#### Lines of data:
--- --- ---
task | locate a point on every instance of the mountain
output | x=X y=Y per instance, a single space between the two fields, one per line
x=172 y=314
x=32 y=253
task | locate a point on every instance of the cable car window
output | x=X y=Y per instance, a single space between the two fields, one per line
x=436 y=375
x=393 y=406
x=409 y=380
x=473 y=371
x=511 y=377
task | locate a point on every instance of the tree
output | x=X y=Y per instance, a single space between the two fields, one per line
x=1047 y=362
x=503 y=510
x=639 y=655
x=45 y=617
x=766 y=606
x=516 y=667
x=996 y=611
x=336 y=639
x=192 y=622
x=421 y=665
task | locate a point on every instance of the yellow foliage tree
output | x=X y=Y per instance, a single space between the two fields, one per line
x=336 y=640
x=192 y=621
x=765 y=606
--- --- ---
#### Aim of the task:
Rewrite all of the rows above, replacing every "locate" with "find" and leaving everything else unchanged.

#### The response:
task | find a point on every instance of the mountain
output | x=X y=Y per instance, a single space between the two fields, one per line
x=172 y=314
x=32 y=253
task | find a point on every instance of the cable car window
output | x=X y=Y per instance, a single space between the two fields, one per line
x=436 y=375
x=393 y=406
x=409 y=380
x=473 y=371
x=511 y=377
task | find a point on every instance of the tree
output | x=X y=Y per instance, a single space between the two fields, one per line
x=1047 y=362
x=503 y=510
x=639 y=655
x=45 y=617
x=766 y=606
x=516 y=667
x=996 y=611
x=336 y=639
x=192 y=622
x=421 y=665
task | find a point on every instance of the yellow foliage tree
output | x=X y=Y per instance, a single space between the two fields, one per line
x=336 y=640
x=192 y=621
x=765 y=606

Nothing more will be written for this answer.